- **TASK DIRECTIONS**: Count the lines in the listing below that contain the string "hand", treating case as significant. Give only the number.

[Excerpts from point annotation data]
▼

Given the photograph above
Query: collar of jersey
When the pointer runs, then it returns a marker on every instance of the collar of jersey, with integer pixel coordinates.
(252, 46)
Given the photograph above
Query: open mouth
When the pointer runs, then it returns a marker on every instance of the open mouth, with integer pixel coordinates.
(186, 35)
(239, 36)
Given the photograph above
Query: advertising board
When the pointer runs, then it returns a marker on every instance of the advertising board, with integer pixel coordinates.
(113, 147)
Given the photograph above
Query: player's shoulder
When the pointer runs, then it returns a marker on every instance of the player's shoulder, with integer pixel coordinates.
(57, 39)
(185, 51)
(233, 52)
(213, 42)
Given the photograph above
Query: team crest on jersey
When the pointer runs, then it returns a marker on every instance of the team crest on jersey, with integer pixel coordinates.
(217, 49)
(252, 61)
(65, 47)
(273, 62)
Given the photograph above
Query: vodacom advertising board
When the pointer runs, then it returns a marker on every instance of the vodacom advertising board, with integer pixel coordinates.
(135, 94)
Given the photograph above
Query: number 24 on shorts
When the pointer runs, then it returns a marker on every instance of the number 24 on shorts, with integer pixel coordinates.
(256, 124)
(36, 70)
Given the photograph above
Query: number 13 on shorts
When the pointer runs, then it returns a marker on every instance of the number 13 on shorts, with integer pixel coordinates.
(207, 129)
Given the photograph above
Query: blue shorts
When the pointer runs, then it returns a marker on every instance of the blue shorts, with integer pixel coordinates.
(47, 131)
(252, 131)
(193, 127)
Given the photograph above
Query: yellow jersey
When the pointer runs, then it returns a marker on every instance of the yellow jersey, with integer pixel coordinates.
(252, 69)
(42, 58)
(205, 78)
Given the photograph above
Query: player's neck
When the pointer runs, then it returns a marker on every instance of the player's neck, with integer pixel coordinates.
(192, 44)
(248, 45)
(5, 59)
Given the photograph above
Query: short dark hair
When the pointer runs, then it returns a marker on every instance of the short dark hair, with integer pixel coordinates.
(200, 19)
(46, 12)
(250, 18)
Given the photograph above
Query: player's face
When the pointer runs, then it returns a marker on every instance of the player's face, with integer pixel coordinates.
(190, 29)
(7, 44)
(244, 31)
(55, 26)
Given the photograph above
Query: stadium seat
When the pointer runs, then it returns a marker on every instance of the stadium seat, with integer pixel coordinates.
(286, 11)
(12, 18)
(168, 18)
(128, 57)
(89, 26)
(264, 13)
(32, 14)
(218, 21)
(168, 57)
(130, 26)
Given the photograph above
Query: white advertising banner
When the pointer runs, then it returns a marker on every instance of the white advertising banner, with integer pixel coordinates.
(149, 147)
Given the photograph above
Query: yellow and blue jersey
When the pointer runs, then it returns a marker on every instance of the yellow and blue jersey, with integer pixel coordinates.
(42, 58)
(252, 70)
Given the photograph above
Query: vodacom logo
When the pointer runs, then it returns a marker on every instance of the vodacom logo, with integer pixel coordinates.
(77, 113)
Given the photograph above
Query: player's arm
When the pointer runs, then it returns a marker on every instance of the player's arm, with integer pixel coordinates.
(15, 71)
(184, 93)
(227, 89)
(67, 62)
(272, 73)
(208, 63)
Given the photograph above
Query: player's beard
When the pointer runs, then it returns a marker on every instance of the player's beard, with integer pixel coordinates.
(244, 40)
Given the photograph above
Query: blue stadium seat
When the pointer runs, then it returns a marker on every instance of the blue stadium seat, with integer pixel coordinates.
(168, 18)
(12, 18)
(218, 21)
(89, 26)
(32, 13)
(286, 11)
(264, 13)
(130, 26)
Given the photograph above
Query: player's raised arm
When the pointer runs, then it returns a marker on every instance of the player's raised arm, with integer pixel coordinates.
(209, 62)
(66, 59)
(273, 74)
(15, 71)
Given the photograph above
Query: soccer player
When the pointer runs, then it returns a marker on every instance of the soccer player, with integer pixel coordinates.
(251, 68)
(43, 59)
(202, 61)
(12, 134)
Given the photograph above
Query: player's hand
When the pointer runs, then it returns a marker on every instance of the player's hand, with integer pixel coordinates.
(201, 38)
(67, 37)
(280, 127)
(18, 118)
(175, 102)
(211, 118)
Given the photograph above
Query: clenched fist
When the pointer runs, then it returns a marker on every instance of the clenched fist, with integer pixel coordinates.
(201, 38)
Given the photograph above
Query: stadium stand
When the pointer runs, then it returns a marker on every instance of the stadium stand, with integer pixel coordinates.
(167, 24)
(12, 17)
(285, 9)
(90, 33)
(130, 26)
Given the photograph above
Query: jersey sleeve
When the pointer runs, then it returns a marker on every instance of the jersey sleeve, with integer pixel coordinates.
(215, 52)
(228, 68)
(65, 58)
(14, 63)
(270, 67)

▲

- **ANSWER TO THIS PROBLEM**: 2